*Source excerpt*
————

Treasury Wine Estates Ltd. (TWE), maker of $900-a-bottle Grange, is planning to learn lessons from Coca-Cola Co. and Kraft Foods Group Inc. as it lifts advertising spending to arrest falling earnings.

The company will look to cut management costs and sell under-utilized wineries and packaging plants to raise cash to spend on marketing, Chief Executive Officer Mike Clarke said in an interview today. Clarke took over March 31 after 17 years at food and drink companies including Coca-Cola and Kraft. 

“Our marketing spend has come down and that’s not healthy,” Clarke said by phone from Melbourne. “You cannot fuel or grow luxury and masstige brands without consumer marketing,” he said, referring to a category of mass-market prestige wines costing between about $10 and $30 a bottle.

Clarke is aiming to apply what he learned selling products including Oreo cookies, Philadelphia cheese, and Dairy Milk chocolate, as Treasury seeks to compete in Australia, where the two biggest supermarkets control 77 percent of retail wine sales. He joined the company after four of its top executives left amid a A$160 million ($149 million) writedown and reduced profit forecasts in the U.S., Australia and China.

————

*Provided material*

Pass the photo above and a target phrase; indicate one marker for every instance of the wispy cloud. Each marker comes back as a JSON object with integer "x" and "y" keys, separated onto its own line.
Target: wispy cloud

————

*What you need to do*
**a)** Check each statement against the Treasury Wine Estates article and answer yes or no, quoting the words that settle it. (i) Clarke took over on March 31. (ii) The two biggest supermarkets in Australia control 60 percent of retail wine sales. (iii) Clarke spoke by phone from Sydney.
**b)** According to the Treasury Wine Estates article, how many years did Clarke spend at food and drink companies before taking over?
**c)** Transcribe the stretch of the Treasury Wine Estates article from "The company will" through "Coca-Cola and Kraft.".

*Solutions to each task*
**a)**
(i) Yes: "Clarke took over March 31"
(ii) No: "the two biggest supermarkets control 77 percent of retail wine sales"
(iii) No: "Clarke said by phone from Melbourne"

**b)** 17 years.

**c)**
The company will look to cut management costs and sell under-utilized wineries and packaging plants to raise cash to spend on marketing, Chief Executive Officer Mike Clarke said in an interview today. Clarke took over March 31 after 17 years at food and drink companies including Coca-Cola and Kraft.